▶
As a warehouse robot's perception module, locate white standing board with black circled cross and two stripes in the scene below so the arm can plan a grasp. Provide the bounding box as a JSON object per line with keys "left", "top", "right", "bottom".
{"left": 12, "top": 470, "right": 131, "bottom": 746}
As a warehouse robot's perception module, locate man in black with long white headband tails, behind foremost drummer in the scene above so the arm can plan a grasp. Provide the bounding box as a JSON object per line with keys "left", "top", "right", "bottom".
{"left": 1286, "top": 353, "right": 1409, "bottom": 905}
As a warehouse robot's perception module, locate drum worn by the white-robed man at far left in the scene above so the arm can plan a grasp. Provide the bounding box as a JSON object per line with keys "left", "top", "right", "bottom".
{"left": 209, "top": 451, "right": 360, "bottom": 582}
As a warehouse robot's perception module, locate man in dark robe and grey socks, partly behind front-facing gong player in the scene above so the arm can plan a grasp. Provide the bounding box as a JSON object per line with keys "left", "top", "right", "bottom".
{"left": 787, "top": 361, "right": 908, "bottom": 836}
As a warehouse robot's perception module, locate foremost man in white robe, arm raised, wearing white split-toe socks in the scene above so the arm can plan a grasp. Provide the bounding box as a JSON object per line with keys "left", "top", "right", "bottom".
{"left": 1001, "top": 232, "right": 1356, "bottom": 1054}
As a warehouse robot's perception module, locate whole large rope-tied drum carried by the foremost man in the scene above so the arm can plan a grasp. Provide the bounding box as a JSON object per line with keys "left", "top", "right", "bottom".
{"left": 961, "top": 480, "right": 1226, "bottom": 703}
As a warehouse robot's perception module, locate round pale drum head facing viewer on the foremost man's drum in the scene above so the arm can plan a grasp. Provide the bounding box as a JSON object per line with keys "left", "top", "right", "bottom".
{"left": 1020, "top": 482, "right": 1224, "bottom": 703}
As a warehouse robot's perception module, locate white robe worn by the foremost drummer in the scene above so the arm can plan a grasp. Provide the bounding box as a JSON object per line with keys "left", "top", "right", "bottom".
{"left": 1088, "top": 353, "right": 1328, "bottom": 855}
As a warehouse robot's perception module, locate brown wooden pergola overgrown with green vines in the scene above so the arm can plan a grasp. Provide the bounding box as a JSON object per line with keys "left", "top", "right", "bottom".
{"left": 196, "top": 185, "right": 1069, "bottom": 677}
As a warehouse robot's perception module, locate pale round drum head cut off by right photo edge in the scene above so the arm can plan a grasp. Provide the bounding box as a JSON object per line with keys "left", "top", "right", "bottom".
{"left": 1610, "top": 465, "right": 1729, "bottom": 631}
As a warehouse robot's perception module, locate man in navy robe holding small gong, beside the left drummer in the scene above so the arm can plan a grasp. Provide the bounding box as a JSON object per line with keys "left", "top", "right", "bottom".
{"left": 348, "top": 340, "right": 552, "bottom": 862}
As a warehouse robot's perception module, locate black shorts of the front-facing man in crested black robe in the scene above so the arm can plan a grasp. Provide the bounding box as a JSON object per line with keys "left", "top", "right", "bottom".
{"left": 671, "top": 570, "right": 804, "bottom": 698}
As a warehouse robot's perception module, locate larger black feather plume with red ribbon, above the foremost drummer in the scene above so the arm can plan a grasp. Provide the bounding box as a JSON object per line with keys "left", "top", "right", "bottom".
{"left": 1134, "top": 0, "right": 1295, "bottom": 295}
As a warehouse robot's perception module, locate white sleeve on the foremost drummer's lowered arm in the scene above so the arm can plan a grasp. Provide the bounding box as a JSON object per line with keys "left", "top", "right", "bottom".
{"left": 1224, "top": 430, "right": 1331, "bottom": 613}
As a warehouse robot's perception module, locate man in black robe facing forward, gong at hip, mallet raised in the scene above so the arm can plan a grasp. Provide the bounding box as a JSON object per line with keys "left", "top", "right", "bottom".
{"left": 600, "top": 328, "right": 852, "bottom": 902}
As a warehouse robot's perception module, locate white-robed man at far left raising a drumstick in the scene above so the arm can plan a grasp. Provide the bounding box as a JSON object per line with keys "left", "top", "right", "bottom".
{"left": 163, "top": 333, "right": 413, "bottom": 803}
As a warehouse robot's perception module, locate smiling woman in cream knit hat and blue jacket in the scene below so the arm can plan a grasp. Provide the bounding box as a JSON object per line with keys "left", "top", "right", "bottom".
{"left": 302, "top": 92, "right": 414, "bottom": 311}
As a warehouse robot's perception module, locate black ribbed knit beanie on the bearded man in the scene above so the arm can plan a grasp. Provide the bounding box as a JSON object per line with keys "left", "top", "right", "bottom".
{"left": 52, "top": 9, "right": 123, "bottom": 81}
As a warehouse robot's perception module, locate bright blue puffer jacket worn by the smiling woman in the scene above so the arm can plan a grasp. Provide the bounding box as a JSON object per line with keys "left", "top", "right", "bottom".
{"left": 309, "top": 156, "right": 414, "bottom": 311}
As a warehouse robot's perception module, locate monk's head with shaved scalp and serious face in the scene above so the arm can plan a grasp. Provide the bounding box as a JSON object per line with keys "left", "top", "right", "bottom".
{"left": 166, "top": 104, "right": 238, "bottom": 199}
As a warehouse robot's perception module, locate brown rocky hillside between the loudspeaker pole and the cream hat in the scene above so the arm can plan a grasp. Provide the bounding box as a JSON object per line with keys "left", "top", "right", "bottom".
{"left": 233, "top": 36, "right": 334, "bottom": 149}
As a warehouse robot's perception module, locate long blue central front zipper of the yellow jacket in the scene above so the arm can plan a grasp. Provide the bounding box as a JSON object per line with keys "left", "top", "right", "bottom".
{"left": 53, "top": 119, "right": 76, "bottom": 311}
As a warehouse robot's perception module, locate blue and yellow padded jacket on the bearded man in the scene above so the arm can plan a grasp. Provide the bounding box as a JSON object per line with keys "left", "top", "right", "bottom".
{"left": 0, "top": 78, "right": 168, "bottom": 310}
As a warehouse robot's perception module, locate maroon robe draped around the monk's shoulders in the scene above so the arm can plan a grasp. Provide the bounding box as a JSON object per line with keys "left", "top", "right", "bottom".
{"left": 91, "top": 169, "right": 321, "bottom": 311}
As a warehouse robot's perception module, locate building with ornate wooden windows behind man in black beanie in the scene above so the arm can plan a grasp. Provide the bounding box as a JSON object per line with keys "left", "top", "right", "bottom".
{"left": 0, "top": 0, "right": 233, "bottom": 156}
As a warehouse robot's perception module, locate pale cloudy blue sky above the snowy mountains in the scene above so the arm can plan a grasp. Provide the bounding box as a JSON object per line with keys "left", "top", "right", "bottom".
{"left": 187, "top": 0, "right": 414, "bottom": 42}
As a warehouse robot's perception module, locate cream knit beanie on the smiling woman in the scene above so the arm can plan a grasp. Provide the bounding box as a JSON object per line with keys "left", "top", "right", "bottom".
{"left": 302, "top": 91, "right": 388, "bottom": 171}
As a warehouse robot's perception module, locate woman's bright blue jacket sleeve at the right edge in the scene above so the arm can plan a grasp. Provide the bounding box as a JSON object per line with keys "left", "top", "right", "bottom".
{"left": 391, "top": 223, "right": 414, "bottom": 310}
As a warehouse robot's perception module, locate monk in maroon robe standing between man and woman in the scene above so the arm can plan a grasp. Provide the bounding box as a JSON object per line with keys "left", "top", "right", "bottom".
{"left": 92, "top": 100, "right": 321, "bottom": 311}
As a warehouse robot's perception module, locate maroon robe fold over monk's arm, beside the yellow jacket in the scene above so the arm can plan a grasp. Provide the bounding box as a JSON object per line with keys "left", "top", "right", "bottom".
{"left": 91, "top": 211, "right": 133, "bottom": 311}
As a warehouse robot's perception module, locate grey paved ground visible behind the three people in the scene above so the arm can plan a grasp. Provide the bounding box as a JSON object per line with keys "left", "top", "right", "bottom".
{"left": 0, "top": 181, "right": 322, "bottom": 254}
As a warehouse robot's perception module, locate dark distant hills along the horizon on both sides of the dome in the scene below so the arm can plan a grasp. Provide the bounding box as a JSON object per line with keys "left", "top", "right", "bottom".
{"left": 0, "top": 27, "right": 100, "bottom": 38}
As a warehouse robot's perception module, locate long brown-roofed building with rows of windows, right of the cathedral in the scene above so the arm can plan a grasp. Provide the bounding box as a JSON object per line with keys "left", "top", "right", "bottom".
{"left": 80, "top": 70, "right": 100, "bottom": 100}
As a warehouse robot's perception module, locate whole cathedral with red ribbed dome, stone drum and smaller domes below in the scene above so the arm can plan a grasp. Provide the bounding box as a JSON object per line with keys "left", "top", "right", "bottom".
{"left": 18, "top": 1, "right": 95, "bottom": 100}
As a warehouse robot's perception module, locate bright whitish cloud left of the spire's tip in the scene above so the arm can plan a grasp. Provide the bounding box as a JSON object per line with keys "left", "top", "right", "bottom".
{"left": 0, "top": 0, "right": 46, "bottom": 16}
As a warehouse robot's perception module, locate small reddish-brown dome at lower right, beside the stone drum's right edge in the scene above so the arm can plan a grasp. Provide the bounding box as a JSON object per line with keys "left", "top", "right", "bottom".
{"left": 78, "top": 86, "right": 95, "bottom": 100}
◀
- Assignment -
Beginning with the line that holds "As a warehouse robot's perception module, locate small" and ending with the last line of the material, retype each line exactly and output nothing else.

- Solution -
As a warehouse robot's perception module, locate small reddish-brown dome at lower right, beside the stone drum's right edge in the scene above so the arm can plan a grasp. Provide the bounding box as a JSON object per line with keys "left", "top", "right", "bottom".
{"left": 78, "top": 86, "right": 95, "bottom": 100}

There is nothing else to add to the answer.